(Given instruction) Convert everything from the line containing "Kindly point to the asphalt" down to the end of the records into a two-column CSV with the columns record_text and answer. Give one row per record, put each value in a single quoted field, and replace line breaks with spaces.

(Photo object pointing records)
———

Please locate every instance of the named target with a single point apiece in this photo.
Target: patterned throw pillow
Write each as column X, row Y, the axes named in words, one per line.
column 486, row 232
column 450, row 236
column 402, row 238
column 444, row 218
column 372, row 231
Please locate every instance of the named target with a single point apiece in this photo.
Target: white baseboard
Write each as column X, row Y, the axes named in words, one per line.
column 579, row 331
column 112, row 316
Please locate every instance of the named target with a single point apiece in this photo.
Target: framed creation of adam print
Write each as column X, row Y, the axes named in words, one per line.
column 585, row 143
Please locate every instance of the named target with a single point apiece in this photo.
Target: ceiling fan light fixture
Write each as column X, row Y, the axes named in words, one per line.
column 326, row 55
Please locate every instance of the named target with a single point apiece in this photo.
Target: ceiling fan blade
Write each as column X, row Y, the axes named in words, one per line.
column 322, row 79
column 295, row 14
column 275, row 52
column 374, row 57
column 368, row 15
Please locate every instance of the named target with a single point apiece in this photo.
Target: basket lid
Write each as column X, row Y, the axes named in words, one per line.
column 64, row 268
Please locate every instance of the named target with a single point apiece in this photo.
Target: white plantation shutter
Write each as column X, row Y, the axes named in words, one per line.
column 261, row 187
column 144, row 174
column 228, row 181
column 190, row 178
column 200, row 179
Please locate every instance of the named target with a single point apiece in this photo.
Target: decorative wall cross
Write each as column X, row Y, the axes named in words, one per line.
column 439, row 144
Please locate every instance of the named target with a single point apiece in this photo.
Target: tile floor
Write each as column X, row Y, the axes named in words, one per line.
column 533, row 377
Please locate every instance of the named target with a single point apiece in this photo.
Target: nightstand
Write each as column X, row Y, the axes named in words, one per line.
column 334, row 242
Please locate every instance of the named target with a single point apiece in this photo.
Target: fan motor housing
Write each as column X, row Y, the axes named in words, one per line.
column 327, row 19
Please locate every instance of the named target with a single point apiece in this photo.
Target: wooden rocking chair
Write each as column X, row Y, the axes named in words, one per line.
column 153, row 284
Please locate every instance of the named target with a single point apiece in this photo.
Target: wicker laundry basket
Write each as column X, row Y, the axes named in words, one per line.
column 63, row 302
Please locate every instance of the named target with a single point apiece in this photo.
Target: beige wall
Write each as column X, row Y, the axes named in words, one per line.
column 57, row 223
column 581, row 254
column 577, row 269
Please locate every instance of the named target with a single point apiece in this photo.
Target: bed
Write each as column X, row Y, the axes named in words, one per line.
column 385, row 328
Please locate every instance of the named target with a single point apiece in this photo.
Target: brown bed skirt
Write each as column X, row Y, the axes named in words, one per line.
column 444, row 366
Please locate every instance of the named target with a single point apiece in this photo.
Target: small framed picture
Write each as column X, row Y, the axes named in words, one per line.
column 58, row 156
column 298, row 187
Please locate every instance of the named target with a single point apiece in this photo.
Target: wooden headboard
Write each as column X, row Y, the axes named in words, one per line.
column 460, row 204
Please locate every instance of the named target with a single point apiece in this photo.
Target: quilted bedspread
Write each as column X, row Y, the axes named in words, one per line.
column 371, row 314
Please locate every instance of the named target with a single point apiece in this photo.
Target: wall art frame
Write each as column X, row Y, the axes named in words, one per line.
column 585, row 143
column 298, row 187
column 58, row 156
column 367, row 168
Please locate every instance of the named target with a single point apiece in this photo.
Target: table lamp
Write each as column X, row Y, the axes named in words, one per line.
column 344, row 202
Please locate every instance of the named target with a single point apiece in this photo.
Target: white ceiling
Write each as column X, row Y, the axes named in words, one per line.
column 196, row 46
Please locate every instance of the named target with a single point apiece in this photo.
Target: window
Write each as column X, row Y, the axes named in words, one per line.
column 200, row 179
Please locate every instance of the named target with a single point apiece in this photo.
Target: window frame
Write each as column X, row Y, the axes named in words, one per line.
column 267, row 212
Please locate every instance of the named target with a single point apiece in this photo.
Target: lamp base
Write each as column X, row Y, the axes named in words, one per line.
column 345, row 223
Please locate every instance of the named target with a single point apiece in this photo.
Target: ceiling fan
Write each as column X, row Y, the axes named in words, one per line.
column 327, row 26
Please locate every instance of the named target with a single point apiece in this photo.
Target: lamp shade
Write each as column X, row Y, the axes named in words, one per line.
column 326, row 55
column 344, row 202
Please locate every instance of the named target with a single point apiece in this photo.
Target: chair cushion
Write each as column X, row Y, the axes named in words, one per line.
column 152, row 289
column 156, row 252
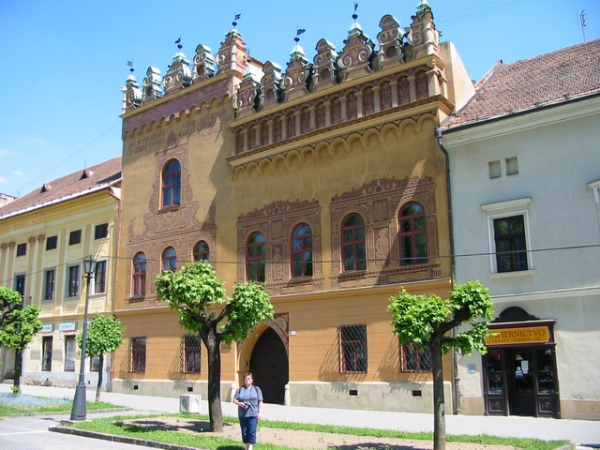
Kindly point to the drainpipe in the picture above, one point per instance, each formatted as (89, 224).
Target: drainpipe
(455, 384)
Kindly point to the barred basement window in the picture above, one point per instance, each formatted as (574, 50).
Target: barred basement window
(415, 358)
(190, 353)
(353, 348)
(137, 354)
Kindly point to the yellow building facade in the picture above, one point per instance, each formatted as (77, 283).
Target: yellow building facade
(44, 238)
(323, 182)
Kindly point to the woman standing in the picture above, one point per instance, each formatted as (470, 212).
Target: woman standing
(249, 400)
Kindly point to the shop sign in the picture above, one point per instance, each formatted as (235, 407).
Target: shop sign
(521, 335)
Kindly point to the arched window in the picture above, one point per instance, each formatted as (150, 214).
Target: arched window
(354, 251)
(201, 251)
(171, 183)
(255, 257)
(139, 275)
(413, 234)
(169, 259)
(302, 251)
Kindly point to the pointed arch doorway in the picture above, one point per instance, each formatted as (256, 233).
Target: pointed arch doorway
(270, 366)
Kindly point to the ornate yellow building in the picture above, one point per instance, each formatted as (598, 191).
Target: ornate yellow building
(323, 181)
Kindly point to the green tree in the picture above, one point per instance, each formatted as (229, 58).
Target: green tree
(428, 319)
(18, 326)
(200, 298)
(104, 335)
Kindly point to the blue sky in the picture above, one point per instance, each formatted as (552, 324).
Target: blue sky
(63, 62)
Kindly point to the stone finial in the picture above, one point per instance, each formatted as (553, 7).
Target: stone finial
(248, 94)
(152, 85)
(390, 42)
(204, 64)
(232, 54)
(179, 75)
(270, 83)
(325, 66)
(298, 77)
(133, 93)
(356, 59)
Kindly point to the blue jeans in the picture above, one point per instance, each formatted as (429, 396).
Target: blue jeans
(248, 425)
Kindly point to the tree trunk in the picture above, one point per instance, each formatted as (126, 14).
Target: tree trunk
(18, 369)
(211, 341)
(439, 418)
(100, 370)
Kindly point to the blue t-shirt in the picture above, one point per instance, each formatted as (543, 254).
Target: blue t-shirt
(251, 397)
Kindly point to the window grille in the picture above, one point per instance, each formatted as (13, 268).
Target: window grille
(415, 358)
(137, 353)
(190, 353)
(353, 348)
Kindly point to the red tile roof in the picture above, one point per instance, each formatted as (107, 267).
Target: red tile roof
(551, 78)
(72, 185)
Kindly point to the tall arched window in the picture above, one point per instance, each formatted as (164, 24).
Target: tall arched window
(171, 183)
(169, 259)
(302, 251)
(413, 234)
(139, 275)
(354, 251)
(201, 251)
(255, 257)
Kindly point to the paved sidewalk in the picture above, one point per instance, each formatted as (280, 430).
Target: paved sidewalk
(581, 432)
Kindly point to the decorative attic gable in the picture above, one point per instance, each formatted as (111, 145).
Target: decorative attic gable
(271, 85)
(152, 85)
(204, 64)
(232, 54)
(179, 75)
(325, 65)
(390, 42)
(298, 77)
(133, 94)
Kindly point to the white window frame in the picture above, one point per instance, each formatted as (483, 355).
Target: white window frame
(499, 210)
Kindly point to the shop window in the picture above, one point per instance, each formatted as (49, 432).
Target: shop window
(255, 257)
(413, 234)
(139, 275)
(137, 355)
(353, 348)
(201, 251)
(302, 251)
(415, 358)
(171, 184)
(190, 353)
(353, 243)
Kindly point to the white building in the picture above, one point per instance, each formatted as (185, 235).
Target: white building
(525, 177)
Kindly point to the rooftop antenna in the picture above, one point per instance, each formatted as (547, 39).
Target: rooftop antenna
(583, 24)
(236, 17)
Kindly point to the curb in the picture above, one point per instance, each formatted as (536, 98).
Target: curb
(120, 439)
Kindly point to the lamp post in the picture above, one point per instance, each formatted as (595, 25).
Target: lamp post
(78, 411)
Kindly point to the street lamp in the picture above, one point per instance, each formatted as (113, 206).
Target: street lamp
(78, 411)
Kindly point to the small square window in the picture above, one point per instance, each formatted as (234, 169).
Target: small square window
(495, 169)
(512, 167)
(51, 242)
(75, 237)
(22, 249)
(101, 231)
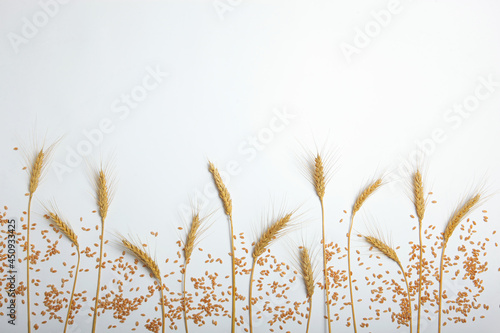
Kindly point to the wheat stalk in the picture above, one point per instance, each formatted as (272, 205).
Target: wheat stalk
(306, 270)
(367, 192)
(221, 188)
(460, 213)
(360, 200)
(66, 229)
(228, 209)
(191, 241)
(140, 252)
(319, 177)
(390, 253)
(38, 166)
(273, 232)
(104, 192)
(419, 203)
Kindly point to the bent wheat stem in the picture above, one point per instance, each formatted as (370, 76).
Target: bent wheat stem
(459, 214)
(369, 190)
(228, 209)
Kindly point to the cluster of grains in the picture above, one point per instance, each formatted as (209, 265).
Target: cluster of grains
(130, 298)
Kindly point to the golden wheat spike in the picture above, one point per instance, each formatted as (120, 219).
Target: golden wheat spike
(221, 188)
(307, 271)
(64, 227)
(272, 233)
(103, 194)
(418, 195)
(142, 255)
(192, 236)
(459, 215)
(36, 171)
(365, 194)
(379, 244)
(319, 177)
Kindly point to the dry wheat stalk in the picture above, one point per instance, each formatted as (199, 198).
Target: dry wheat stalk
(369, 190)
(419, 203)
(191, 241)
(66, 229)
(38, 166)
(319, 179)
(390, 253)
(228, 209)
(104, 193)
(460, 213)
(63, 226)
(273, 232)
(140, 252)
(306, 270)
(221, 188)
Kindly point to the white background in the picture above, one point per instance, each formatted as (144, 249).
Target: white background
(231, 66)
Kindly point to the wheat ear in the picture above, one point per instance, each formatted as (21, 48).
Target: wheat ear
(460, 213)
(38, 166)
(140, 252)
(419, 202)
(319, 182)
(360, 200)
(273, 232)
(228, 209)
(306, 271)
(191, 240)
(390, 253)
(103, 188)
(66, 229)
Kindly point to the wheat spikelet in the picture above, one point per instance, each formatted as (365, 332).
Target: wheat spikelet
(418, 195)
(221, 188)
(141, 254)
(459, 214)
(365, 194)
(307, 271)
(103, 194)
(319, 177)
(36, 171)
(192, 236)
(64, 227)
(379, 244)
(274, 231)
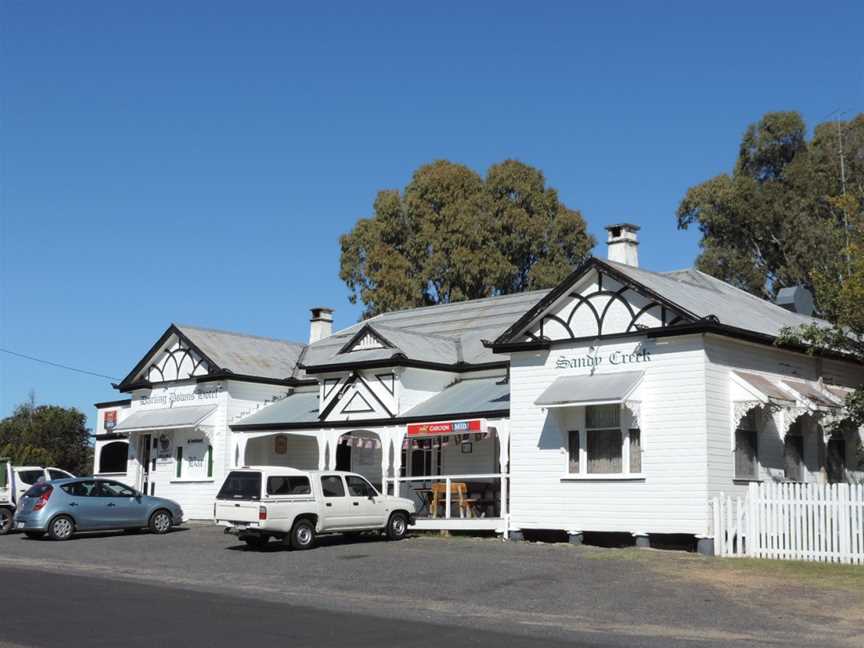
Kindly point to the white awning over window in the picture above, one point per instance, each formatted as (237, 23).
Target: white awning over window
(599, 389)
(174, 418)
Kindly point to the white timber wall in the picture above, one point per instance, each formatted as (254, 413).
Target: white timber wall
(670, 497)
(723, 356)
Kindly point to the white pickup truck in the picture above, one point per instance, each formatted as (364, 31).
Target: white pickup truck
(262, 502)
(14, 482)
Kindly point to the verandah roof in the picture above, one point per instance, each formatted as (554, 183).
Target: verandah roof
(599, 389)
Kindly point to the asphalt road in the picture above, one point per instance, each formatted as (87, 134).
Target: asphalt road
(45, 609)
(201, 587)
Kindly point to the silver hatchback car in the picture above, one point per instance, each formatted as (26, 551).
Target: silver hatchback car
(62, 507)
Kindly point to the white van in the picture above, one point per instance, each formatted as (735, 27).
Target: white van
(261, 502)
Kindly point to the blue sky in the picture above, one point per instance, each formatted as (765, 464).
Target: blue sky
(196, 162)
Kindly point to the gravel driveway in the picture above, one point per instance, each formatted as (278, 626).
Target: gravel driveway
(554, 590)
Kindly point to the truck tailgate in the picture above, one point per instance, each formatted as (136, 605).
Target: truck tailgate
(229, 511)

———

(Expected output)
record_text,answer
"Kindly point to the asphalt road in the picture above, one point per instance, each formatted as (87, 134). Target: asphalt road","(45, 609) (201, 587)"
"Kindly point to the silver hatchback car in the picture above, one point per instance, each formatted as (26, 551). Target: silver hatchback car","(62, 507)"
"Kindly point to the white van in the picture above, one point per instance, each formatted as (735, 27). Target: white van","(261, 502)"
"Kindly point to the blue sky in the picture above, one point per instance, each formatted as (765, 464). Target: blue sky","(196, 162)"
"Kindly point to the gravel driveway in the picture above, one point per instance, each formatted as (278, 626). Target: gravel driveway","(554, 590)"
"Kindly point to the truck tailgate in the picture above, one point per instance, each formatted as (136, 605). Target: truck tailgate","(229, 511)"